Esercizio breve 1 >>
Indica se le affermazioni (a), (b) e (c) concordano con il testo sul saper fotografare. Per ciascuna rispondi sì o no e cita tra virgolette le parole del testo che lo dimostrano.
(a) Chi scrive ritiene che non sarà mai una brava fotografa.
(b) Con la parola "anime" si intendono soltanto le persone.
(c) Secondo il testo, un vaso è semplicemente un vaso.
Esercizio breve 2 >> Scrivi il seguito del testo sul saper fotografare, cominciando subito dopo l'ultima frase riportata.

Estratto del testo >>
Saprai fotografare le anime quando imparerai a leggerle
Non sarò mai una brava fotografa, perché io nell'attimo dello scatto cerco la sua storia. Non lo vivo, oppure lo vivo troppo. E finisco sempre e comunque per perderlo. Non sarò mai una buona fidanzata.
Detto questo, svelo subito il mio pensiero sul saper fotografare. Per me, da profana, oltre i tecnicismi basilari è semplicemente questo. Con anime intendo le persone, ma il concetto si può allargare a tutto quanto; che siano panorami o oggetti è uguale. Il concetto è il saper vedere realmente ciò che andiamo a inquadrare. vederlo o saperlo vedere con quel guizzo di eternità. Non è filosofeggiare su oggetto, un vaso non è semplicemente un vaso può benissimo rappresentare una vita intera se quella vita sai vederla, o per meglio te la puoi avvertire dentro.

Elenco >>
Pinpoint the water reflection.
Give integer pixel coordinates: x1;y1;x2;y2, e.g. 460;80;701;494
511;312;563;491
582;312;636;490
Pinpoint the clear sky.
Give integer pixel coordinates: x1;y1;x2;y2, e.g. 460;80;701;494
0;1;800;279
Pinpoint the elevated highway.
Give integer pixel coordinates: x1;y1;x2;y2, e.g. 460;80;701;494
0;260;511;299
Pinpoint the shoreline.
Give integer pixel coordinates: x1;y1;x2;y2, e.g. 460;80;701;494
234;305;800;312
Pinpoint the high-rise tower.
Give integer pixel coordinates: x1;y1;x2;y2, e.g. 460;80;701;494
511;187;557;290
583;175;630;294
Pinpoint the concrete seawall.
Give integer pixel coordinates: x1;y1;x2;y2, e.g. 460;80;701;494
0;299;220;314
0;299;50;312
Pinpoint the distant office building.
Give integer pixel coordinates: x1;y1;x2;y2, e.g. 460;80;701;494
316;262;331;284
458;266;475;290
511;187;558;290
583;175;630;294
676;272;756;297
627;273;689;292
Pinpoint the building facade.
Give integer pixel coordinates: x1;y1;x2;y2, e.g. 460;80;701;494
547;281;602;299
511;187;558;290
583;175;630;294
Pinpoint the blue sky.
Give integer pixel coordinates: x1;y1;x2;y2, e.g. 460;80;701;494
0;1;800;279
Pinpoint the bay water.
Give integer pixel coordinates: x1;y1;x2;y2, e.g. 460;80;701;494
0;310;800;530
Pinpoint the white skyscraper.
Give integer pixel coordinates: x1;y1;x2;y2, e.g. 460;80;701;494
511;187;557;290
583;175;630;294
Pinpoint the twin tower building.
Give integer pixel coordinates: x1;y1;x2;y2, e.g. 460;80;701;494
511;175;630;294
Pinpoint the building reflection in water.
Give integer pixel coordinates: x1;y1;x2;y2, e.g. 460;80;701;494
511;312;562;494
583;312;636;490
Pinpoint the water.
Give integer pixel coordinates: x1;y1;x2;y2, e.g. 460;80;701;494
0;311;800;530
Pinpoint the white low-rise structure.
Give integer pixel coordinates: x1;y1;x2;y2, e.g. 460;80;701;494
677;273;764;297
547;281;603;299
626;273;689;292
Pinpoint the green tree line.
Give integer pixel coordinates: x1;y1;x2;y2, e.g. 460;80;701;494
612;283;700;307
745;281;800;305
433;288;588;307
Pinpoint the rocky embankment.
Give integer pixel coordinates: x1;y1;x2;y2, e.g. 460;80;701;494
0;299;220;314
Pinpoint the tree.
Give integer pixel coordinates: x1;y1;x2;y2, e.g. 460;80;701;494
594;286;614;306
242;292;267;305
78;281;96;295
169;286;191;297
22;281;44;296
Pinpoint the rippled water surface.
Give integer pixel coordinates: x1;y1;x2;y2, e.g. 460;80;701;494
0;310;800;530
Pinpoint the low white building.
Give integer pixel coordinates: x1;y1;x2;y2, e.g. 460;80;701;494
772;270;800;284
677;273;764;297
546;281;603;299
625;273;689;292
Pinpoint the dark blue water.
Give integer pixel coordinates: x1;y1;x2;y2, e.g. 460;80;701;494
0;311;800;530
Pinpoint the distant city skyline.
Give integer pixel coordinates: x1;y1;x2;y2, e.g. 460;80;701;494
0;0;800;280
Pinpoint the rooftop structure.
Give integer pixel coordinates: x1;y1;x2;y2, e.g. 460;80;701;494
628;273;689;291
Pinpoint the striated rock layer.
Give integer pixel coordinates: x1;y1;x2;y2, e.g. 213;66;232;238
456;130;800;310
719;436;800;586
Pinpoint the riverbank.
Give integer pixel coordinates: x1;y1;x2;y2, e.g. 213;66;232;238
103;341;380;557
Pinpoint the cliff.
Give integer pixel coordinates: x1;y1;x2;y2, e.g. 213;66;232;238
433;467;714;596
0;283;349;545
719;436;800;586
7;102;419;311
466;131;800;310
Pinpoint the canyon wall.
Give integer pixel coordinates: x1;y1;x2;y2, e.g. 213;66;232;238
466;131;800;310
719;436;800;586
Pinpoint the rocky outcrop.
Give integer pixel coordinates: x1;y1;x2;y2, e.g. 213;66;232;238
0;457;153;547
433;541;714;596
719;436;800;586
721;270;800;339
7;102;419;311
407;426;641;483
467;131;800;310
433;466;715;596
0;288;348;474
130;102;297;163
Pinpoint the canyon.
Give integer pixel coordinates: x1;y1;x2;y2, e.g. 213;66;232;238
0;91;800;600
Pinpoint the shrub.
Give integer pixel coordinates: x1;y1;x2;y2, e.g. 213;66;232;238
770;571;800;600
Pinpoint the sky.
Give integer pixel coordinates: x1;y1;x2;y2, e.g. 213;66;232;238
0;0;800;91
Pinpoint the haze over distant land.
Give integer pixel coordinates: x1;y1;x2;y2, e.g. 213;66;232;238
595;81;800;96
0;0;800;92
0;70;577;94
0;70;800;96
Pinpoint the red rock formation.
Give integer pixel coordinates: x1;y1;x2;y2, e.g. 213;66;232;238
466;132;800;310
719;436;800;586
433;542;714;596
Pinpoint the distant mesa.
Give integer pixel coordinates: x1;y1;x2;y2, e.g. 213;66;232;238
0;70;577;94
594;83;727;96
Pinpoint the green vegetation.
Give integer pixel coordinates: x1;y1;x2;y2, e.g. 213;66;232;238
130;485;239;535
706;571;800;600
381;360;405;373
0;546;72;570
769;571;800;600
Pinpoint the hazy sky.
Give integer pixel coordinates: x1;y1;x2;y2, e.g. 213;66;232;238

Soluzione 1 >>
(a) Sì: «Non sarò mai una brava fotografa».
(b) No: «Con anime intendo le persone, ma il concetto si può allargare a tutto quanto».
(c) No: «un vaso non è semplicemente un vaso».

Soluzione 2 >>
Se un buon fotografo può sentire un oggetto o un panorama tanto più una persona. Questo, a mio avviso aveva portato la prima fotografa donna: Julia Margaret Cameron.
Julia Margaret Cameron 1815-1879
Figlia di un ufficiale inglese e di aristocratici francesi, nata a Calcutta, fu la prima fotografa della storia. I suoi ritratti “leggermente sfocati” e bucolici, sono ancora oggi un'indelebile rappresentazione del pittorialismo in fotografia.
Sono folle d'amore per questa donna e i suoi scatti perché i suoi scatti vanno oltre lo scatto. Guardate la bellezza di questa foto cosa può trasmettere...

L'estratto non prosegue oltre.